What you are asked to do
All of the data below must be repeated exactly.

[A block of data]
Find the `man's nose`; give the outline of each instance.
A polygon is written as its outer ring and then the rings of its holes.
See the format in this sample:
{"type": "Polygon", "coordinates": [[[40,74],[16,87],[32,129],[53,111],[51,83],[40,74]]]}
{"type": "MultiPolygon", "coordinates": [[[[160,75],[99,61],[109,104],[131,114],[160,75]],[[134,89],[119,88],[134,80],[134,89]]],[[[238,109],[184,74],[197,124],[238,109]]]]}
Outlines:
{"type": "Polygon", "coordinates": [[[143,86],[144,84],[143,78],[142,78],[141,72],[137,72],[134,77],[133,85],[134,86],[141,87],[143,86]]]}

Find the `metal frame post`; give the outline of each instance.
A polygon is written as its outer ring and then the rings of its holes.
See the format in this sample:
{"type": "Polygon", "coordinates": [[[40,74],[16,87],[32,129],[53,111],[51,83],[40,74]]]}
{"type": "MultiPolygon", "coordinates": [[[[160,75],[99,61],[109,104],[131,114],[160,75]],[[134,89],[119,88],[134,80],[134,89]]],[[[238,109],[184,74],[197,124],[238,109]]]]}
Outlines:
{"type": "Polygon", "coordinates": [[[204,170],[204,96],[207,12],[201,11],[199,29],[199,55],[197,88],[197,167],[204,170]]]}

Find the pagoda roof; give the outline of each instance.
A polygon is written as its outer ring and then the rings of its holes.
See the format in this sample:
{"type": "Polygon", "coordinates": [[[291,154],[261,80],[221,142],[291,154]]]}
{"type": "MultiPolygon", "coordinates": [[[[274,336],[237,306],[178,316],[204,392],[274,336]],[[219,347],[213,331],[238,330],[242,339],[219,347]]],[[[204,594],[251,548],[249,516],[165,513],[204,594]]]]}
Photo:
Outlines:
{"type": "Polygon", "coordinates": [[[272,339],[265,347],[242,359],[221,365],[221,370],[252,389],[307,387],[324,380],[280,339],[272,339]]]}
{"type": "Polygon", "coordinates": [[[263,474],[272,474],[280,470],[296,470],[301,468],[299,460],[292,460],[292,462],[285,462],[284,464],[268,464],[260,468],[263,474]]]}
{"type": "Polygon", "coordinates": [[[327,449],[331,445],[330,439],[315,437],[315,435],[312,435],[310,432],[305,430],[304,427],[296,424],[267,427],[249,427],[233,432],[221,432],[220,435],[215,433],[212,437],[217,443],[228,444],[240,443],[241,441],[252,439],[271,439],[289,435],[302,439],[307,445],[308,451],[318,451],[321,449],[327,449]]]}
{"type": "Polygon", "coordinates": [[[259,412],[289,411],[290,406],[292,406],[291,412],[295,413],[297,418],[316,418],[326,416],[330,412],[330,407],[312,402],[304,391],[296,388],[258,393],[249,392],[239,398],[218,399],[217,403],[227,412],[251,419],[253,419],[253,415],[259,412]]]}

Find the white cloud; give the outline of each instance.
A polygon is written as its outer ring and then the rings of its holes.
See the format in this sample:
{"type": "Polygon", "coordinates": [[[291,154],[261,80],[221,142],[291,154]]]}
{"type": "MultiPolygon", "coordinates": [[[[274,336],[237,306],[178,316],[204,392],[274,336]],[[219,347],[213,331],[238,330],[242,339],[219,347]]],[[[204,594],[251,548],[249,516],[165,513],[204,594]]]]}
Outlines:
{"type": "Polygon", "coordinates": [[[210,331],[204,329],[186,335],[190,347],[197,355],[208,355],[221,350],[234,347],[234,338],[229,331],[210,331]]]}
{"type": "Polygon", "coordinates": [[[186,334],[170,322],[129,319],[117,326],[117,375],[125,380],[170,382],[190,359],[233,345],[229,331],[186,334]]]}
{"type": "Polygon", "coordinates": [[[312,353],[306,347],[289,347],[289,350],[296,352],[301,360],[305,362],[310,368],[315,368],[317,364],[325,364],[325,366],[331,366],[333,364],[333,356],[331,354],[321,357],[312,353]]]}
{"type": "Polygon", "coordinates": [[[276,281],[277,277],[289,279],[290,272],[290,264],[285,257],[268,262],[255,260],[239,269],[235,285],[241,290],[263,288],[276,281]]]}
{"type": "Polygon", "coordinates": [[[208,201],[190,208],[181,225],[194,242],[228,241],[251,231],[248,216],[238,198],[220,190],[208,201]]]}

Answer
Find the `man's nose`; give the outline of each instance.
A polygon is written as its outer ring and then the rings of its holes.
See the format in this sample:
{"type": "Polygon", "coordinates": [[[40,74],[16,87],[32,129],[53,111],[51,83],[40,74]]]}
{"type": "MultiPolygon", "coordinates": [[[[160,75],[99,61],[109,104],[131,114],[160,75]],[[134,89],[119,88],[134,80],[134,89]]],[[[238,109],[184,74],[197,124],[238,109]]]]}
Outlines:
{"type": "Polygon", "coordinates": [[[143,86],[144,84],[143,78],[142,78],[141,72],[137,72],[134,77],[133,85],[134,86],[141,87],[143,86]]]}

Find the `metal frame post`; give the outline of each instance.
A polygon is written as its outer ring and then the rings of its holes.
See the format in this sample:
{"type": "Polygon", "coordinates": [[[40,74],[16,87],[32,129],[53,111],[51,83],[40,74]]]}
{"type": "MultiPolygon", "coordinates": [[[[160,75],[99,61],[109,104],[131,114],[160,75]],[[134,89],[119,88],[134,80],[134,89]]],[[[238,109],[184,74],[197,124],[238,109]]]]}
Outlines:
{"type": "Polygon", "coordinates": [[[204,170],[204,96],[207,12],[201,11],[199,29],[199,55],[197,88],[197,167],[204,170]]]}

Find the pagoda roof; give the outline of each instance.
A polygon is written as its outer ring and then the rings of its holes.
See the format in this sample:
{"type": "Polygon", "coordinates": [[[291,154],[261,80],[221,142],[291,154]]]}
{"type": "MultiPolygon", "coordinates": [[[[274,336],[237,306],[178,316],[204,392],[274,336]],[[219,347],[213,331],[238,330],[242,339],[219,347]]],[[[204,594],[251,548],[249,516],[165,513],[204,594]]]]}
Photo:
Outlines:
{"type": "Polygon", "coordinates": [[[272,339],[265,347],[242,359],[221,365],[221,370],[252,389],[307,387],[324,380],[280,339],[272,339]]]}
{"type": "Polygon", "coordinates": [[[263,474],[272,474],[280,470],[296,470],[301,468],[299,460],[292,460],[292,462],[285,462],[284,464],[268,464],[260,468],[263,474]]]}
{"type": "Polygon", "coordinates": [[[327,449],[331,445],[330,439],[315,437],[315,435],[312,435],[310,432],[305,430],[304,427],[296,424],[267,427],[249,427],[233,432],[221,432],[220,435],[215,433],[212,437],[217,443],[228,444],[240,443],[241,441],[252,439],[271,439],[289,435],[302,439],[307,445],[308,451],[318,451],[321,449],[327,449]]]}
{"type": "Polygon", "coordinates": [[[259,412],[289,411],[290,406],[292,406],[291,412],[295,413],[297,418],[316,418],[326,416],[330,412],[330,407],[312,402],[304,391],[296,388],[258,393],[249,392],[239,398],[218,399],[217,403],[227,412],[251,419],[253,419],[253,415],[259,412]]]}

Find the white cloud; give the outline of each instance.
A polygon is written as its outer ring and then the rings of its holes.
See the format in this sample:
{"type": "Polygon", "coordinates": [[[291,154],[261,80],[221,142],[291,154]]]}
{"type": "MultiPolygon", "coordinates": [[[[274,336],[237,306],[178,316],[204,392],[274,336]],[[219,347],[213,331],[238,330],[242,339],[219,347]]],[[[204,594],[251,548],[249,516],[165,513],[204,594]]]]}
Outlines:
{"type": "Polygon", "coordinates": [[[210,331],[204,329],[186,335],[190,347],[197,355],[208,355],[221,350],[234,347],[234,338],[229,331],[210,331]]]}
{"type": "Polygon", "coordinates": [[[186,334],[170,322],[129,319],[117,326],[117,375],[125,380],[170,382],[190,359],[233,345],[229,331],[186,334]]]}
{"type": "Polygon", "coordinates": [[[312,353],[306,347],[289,347],[289,350],[296,352],[301,360],[305,362],[310,368],[315,368],[317,364],[325,364],[325,366],[331,366],[333,364],[333,356],[331,354],[321,357],[312,353]]]}
{"type": "Polygon", "coordinates": [[[276,281],[277,277],[289,279],[290,272],[290,264],[285,257],[268,262],[255,260],[239,269],[235,285],[241,290],[263,288],[276,281]]]}
{"type": "Polygon", "coordinates": [[[208,201],[190,208],[181,225],[194,242],[228,241],[251,231],[248,216],[238,198],[220,190],[208,201]]]}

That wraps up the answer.